Objective:
Can you repeat verbatim the lines of the entries below from the line with "the white sink" to the line with "[[555, 293], [525, 199], [505, 219]]", including both of those lines and nothing more?

Extracted data:
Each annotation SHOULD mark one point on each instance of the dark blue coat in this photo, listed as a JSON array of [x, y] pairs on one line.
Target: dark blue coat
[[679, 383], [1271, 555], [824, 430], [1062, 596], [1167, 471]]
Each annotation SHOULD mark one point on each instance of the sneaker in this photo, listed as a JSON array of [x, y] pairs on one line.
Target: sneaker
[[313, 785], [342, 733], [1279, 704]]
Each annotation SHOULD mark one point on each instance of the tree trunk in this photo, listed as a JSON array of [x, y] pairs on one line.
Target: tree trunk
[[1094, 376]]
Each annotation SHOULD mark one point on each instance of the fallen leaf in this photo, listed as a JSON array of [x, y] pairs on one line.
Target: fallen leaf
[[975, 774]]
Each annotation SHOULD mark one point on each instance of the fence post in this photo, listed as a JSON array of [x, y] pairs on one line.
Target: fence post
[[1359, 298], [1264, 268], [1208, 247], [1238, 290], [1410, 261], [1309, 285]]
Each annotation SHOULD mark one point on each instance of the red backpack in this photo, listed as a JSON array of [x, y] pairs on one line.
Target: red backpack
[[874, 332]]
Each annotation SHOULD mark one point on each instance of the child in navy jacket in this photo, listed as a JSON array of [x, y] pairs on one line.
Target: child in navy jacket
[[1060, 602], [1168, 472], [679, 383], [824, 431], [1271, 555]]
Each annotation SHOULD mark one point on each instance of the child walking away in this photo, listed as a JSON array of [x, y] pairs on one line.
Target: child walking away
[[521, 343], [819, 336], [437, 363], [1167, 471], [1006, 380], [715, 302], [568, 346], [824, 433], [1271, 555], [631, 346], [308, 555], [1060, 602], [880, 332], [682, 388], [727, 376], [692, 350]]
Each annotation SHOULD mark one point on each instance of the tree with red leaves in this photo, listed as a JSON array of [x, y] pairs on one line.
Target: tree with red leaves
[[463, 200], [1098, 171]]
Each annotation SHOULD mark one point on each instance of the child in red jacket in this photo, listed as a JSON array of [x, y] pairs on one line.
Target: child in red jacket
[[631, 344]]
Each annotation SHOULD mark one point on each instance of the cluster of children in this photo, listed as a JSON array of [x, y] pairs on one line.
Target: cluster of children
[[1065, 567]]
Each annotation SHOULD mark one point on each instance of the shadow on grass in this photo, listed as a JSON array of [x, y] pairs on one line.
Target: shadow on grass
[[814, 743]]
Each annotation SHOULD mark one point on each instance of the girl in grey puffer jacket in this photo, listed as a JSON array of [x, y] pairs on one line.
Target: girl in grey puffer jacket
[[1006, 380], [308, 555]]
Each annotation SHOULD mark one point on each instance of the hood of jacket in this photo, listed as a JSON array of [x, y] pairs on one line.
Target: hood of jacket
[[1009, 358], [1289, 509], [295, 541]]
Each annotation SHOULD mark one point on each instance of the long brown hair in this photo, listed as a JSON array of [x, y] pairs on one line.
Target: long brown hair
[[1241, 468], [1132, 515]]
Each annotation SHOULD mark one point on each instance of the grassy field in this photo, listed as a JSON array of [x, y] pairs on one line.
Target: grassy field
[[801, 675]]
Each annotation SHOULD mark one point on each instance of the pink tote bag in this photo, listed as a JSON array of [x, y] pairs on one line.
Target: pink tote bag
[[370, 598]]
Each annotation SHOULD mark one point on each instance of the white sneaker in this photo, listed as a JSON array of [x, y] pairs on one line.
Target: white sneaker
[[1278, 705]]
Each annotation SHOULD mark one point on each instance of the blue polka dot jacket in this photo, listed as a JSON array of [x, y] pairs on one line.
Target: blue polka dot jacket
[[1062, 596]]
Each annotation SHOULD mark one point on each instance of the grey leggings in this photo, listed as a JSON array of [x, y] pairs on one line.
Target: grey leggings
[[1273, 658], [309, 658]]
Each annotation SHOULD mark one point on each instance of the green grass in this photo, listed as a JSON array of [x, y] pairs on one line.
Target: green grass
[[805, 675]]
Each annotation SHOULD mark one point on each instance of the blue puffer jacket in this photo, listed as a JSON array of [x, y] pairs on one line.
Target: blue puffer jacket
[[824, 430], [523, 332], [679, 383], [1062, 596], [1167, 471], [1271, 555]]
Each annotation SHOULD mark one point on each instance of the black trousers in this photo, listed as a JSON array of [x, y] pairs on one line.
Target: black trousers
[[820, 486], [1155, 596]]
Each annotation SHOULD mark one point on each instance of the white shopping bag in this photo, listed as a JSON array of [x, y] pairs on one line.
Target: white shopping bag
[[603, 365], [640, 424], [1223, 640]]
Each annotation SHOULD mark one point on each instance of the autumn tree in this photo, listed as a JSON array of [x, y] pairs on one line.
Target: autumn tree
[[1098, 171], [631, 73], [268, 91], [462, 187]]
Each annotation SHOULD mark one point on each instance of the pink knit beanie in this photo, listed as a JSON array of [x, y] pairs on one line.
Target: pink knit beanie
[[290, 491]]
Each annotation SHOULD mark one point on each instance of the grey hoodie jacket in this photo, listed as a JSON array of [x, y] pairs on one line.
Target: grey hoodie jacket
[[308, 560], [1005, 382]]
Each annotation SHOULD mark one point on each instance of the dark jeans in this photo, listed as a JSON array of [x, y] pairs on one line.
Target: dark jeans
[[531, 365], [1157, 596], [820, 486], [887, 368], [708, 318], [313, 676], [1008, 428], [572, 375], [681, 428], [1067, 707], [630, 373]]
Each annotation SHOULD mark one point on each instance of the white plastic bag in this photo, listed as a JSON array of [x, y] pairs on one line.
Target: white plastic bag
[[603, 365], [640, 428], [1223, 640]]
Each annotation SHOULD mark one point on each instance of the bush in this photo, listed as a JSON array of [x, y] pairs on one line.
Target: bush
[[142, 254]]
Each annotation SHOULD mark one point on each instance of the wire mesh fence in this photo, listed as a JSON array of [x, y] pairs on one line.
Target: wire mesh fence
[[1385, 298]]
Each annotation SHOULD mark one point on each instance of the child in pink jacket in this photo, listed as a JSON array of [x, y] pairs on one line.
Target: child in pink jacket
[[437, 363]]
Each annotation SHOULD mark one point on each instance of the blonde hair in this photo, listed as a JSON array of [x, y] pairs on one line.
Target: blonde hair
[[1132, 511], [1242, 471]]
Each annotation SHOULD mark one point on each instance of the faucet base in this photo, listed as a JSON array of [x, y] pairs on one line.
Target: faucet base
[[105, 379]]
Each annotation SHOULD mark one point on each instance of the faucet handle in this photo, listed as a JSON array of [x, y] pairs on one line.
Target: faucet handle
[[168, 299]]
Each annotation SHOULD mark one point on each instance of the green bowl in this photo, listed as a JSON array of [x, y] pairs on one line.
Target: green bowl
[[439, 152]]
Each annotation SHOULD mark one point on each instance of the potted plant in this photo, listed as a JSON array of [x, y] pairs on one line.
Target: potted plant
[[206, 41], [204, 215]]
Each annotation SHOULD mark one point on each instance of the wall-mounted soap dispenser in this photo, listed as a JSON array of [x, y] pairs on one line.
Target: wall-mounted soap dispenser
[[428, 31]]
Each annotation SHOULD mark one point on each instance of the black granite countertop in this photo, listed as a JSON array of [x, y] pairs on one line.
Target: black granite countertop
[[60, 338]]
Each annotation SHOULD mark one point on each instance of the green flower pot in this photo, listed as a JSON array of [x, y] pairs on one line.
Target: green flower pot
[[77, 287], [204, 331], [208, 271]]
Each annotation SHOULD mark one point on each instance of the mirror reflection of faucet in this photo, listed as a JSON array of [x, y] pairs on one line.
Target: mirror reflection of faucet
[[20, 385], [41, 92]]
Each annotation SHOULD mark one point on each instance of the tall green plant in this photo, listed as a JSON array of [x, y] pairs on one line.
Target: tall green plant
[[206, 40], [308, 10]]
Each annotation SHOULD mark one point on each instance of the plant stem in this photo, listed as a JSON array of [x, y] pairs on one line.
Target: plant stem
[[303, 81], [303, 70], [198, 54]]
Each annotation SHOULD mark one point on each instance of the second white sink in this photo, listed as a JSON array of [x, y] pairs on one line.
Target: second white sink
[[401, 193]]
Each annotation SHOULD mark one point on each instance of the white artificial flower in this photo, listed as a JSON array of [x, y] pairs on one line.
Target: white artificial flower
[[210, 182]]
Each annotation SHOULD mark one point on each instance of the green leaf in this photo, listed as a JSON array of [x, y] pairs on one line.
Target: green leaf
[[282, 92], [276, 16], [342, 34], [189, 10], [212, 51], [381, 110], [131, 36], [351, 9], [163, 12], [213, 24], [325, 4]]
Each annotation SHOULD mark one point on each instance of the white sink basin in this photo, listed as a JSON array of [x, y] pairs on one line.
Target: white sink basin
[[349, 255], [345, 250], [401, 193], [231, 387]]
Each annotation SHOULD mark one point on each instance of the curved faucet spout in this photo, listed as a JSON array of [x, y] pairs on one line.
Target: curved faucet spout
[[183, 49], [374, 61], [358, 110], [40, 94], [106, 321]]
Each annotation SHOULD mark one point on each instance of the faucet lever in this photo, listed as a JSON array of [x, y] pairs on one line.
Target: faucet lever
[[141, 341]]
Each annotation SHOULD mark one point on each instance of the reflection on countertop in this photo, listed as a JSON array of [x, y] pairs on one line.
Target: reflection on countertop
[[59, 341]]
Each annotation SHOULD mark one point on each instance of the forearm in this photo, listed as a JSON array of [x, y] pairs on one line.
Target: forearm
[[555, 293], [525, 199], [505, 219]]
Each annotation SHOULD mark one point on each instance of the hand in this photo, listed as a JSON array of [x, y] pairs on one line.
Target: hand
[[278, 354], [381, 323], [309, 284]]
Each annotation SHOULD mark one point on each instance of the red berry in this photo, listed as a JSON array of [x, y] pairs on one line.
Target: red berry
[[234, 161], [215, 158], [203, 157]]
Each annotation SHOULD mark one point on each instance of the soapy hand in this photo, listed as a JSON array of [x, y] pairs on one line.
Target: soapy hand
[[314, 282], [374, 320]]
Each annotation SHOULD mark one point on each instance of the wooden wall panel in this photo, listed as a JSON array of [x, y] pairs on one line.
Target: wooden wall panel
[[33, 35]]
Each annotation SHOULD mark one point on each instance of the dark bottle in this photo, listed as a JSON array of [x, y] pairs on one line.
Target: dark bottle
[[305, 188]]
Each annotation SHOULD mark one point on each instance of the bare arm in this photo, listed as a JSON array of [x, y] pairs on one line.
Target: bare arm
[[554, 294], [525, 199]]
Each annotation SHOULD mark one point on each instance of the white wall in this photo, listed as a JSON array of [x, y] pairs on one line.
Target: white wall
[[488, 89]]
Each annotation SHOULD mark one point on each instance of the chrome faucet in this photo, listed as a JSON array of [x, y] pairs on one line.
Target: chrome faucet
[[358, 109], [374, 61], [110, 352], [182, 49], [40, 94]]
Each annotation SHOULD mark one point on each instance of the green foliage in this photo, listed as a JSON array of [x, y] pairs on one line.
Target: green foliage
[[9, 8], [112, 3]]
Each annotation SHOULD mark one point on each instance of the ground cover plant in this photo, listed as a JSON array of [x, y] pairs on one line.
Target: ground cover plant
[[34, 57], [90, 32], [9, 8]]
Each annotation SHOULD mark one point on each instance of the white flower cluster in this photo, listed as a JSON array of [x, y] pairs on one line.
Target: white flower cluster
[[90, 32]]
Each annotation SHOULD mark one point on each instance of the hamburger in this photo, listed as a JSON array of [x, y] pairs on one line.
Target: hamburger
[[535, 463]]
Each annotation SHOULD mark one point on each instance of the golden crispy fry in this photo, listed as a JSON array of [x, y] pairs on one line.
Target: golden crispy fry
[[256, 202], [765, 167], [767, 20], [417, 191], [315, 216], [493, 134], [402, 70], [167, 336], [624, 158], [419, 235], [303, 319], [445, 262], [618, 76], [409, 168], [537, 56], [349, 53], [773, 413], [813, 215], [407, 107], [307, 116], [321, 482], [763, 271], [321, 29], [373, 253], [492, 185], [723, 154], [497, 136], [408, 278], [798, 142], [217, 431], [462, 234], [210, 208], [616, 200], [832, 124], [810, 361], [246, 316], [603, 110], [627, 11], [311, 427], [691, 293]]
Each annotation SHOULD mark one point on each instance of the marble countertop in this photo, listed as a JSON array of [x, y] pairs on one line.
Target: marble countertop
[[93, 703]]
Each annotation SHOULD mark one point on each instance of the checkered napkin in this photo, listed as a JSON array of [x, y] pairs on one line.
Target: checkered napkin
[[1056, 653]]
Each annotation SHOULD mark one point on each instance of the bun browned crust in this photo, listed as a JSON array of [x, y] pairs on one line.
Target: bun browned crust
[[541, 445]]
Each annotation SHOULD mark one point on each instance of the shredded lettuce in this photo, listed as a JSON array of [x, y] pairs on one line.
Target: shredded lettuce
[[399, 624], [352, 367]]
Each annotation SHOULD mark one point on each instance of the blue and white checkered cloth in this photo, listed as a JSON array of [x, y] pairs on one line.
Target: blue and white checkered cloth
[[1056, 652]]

Task output:
Each annotation SHOULD mark one point on each instance of the white sink basin in this photo, listed as a JSON array of [x, y] pairs on one line.
Target: white sink basin
[[349, 255], [345, 250], [401, 193], [231, 387]]
Each annotation SHOULD mark one point on each instance of the curved faucet spout in this photo, listed as a JSON array of [x, y] pairs on one line.
Target: curved faucet spout
[[183, 49], [374, 61], [358, 110], [40, 94], [106, 321]]
Each annotation SHOULD mark one point on each instance of the faucet lever in this photo, listed as a JSON array of [x, y] pairs on one line.
Target: faucet lever
[[141, 341]]
Each annotation SHOULD mark one point on each instance of the reflection on countertop in this photo, listed as a JSON array of [x, y] pairs on one line.
Target: reflection on countertop
[[59, 341]]
Each annotation SHOULD mark one point on each instance of the forearm in this photo, listed as a JSON array of [x, y] pairs on one line.
Target: forearm
[[555, 293], [525, 199], [505, 219]]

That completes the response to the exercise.